- WHAT IS ASKED:
(1) In the forum posts below about parenting teenagers, what condition does the freshman boy in the final post have?
(2) Extend the forum posts below about parenting teenagers, beginning after the last sentence shown.

- PAGE TEXT:

******************************

Anonymous wrote:This stuff is so so hard and OP, I sympathize with you. We’ve had a huge family fight today with my DH basically saying what you just said — DD doesn’t care, isn’t motivated, isn’t grateful and is disrespectful and he is done with giving her stuff (money, rides, etc), if she isn’t even going to try. She has to be reminded 100 times to do things we’ve been reminding her to do since she was small, like pick up her room, clean the toothpaste out of the sink, etc. if we nag her, she’ll do it but good grief, it’s exhausting.
He said it’s three more years. I’m not ready to throw my hands up and walk away from her. But she is stubborn and I am reaching my wit’s end and not sure what else to try. I feel this post so much.
Also a hs freshman.
Anonymous wrote:Goes to show you can't be a good parent if you haven't worked on yourself first
Anonymous wrote:I have a freshman boy with ADHD, so I really resonate with the post, but I keep looking out to the future and think, I have to get this kid on a good path, or he is going to be like one of the adult kids I read about on here, who mooch off of their enabling parents throughout their twenties. I will keep nagging and pushing them at least until he leaves for college, and he knows that while we intend to 100% suppport the cost of at least his undergrad, the buck stops there. I don't know how else to motivate him other than to set the expectation that he will not be able to live with us or expect any financial assistance after school.

******************************

- DATASET RECORDS:
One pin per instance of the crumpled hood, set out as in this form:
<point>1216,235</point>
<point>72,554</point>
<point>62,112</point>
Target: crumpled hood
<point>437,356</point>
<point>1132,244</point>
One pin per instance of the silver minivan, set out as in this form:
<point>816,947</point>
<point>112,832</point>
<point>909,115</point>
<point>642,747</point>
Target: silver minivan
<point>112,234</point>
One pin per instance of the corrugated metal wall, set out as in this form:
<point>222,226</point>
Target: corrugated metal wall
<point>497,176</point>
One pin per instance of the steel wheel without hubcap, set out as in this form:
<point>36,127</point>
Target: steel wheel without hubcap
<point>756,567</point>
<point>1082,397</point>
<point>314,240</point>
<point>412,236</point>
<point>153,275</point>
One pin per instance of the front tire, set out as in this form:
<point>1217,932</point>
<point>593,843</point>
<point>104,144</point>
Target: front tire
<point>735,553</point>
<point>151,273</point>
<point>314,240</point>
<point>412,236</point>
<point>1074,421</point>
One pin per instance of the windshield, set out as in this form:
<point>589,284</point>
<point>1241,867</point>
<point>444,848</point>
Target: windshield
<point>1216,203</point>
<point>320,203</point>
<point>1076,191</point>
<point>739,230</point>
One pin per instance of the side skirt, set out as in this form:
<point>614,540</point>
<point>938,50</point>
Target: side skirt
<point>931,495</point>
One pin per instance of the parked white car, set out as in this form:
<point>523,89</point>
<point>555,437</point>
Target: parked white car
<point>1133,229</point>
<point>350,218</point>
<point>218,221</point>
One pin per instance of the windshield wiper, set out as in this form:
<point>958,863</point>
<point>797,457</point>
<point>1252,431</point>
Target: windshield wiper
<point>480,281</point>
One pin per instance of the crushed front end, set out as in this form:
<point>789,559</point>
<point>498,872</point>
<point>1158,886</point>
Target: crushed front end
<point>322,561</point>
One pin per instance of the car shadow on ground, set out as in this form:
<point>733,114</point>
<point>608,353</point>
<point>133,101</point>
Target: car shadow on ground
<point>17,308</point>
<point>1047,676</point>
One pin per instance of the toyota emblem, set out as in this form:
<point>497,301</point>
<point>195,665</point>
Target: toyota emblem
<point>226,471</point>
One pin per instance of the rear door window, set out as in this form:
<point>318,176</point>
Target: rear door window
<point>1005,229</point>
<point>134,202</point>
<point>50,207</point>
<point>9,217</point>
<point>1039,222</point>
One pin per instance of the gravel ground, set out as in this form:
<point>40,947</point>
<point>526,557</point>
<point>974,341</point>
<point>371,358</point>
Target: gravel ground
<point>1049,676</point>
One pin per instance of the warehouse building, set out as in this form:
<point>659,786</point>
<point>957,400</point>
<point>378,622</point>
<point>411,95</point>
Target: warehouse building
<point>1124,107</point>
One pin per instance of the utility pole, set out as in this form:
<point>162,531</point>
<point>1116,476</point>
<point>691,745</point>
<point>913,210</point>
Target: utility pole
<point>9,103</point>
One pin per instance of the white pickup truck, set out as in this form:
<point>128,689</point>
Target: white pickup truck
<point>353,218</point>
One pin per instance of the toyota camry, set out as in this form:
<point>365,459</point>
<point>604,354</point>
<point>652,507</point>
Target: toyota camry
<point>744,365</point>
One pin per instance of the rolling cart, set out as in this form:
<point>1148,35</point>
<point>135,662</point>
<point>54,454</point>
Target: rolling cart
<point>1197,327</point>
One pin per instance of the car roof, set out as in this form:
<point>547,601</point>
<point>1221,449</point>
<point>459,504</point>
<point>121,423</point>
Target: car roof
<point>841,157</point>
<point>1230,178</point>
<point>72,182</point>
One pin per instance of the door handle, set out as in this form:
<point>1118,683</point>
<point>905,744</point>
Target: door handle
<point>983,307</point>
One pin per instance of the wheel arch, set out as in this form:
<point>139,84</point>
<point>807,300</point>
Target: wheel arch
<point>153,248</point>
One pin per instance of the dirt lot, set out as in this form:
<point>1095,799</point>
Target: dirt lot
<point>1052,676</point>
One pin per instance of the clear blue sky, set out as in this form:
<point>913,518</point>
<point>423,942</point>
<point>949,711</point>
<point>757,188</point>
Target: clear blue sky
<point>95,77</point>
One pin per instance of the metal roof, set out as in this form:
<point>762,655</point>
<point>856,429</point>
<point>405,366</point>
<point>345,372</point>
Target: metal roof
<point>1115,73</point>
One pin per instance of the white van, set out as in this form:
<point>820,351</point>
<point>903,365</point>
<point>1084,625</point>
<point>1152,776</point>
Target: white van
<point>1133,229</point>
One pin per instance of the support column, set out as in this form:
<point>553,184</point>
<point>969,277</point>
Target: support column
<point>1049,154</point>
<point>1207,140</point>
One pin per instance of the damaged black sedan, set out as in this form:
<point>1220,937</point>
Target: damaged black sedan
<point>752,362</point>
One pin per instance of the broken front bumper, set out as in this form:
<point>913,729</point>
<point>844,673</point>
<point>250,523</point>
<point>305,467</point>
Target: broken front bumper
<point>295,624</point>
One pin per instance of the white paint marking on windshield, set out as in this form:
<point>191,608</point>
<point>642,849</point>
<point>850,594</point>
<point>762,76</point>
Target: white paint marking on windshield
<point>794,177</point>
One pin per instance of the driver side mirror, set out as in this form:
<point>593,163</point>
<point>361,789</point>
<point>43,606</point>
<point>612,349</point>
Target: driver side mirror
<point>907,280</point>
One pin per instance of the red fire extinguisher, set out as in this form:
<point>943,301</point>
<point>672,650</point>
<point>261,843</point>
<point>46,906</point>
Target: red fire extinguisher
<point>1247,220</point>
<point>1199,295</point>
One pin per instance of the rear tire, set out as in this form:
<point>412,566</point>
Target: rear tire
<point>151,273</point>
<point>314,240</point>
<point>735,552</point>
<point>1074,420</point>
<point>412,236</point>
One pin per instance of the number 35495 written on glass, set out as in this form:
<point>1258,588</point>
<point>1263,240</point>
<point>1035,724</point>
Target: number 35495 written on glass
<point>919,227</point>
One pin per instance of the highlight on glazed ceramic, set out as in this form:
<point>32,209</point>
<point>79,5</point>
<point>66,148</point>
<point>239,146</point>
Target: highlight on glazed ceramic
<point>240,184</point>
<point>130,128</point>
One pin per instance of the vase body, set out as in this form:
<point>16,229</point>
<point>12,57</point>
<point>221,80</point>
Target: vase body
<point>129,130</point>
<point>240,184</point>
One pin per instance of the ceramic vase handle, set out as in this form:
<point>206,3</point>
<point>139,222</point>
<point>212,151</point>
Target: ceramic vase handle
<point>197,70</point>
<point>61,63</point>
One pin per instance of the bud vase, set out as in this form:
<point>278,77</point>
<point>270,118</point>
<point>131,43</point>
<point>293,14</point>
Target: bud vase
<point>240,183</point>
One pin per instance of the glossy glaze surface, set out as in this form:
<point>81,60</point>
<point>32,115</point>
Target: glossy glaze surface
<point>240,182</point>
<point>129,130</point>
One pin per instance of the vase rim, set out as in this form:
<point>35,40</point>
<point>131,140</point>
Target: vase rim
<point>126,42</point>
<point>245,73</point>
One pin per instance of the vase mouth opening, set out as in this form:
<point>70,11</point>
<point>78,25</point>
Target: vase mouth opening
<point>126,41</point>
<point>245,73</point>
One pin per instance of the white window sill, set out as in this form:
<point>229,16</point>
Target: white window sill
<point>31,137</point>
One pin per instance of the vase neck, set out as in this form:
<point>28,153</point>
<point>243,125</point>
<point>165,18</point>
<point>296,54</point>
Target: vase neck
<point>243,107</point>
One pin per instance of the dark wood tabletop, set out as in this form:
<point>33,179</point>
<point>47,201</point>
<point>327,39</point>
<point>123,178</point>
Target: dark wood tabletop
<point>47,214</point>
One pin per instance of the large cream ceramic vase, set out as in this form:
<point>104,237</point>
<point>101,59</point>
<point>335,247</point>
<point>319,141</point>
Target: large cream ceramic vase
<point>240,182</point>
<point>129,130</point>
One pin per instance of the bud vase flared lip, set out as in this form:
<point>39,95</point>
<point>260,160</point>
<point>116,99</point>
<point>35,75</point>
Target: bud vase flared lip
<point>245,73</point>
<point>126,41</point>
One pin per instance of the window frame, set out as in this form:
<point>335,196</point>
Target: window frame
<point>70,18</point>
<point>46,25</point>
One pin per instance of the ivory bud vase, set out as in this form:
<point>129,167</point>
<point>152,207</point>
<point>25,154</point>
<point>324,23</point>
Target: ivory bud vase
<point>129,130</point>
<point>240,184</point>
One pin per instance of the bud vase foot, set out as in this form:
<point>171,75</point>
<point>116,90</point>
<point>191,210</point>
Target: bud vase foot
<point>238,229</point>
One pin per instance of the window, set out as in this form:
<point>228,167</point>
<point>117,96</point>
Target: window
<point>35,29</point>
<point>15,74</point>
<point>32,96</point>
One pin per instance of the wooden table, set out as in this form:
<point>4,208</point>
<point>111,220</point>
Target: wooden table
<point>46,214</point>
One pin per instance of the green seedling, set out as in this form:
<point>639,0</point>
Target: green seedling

******************************

- TASK RESULTS:
(1) He has ADHD.

(2)
Anonymous wrote:IME, with children with SN, we are not done at 18.Anonymous wrote:I get that you are frustrated. I also have a freshman. It's time for us to dig deep, not give up. We have just over 3 years left.
Anonymous wrote:Kid spends more time on youtube than on school work. Laptop is homework-only and phone has parental controls, but he still manages to log hours on youtube daily and is not motivated to do anything without 10000 reminders and negative consequences.
I am beginning to think I would rather prioritize increasing my own retirement savings over useless lessons for things he asked for and then does not practice, or fights over practicing. This includes sports and music. I am done taking him out for restaurant dinners. Contemplating telling him to get a summer job instead of paying for sleepaway camp. I am not even sure I will pay for the "best college he gest into" if that means paying top dollar for a third or fourth rate private school. He can go to our very medium state school if he won't buckle down and show some initiative with the opportunities given to him.
Anonymous wrote:Your post makes me sad, OP, because it reads like you see your kid as an investment rather than someone to love and love spending time with. I get feeling burned out by your kid’s lack of motivation. I’m hoping there’s some good stuff, too, that you enjoy doing together or that you enjoy hearing about from him. If you act like he’s a disappointing investment, he’s not going to try to prove you wrong.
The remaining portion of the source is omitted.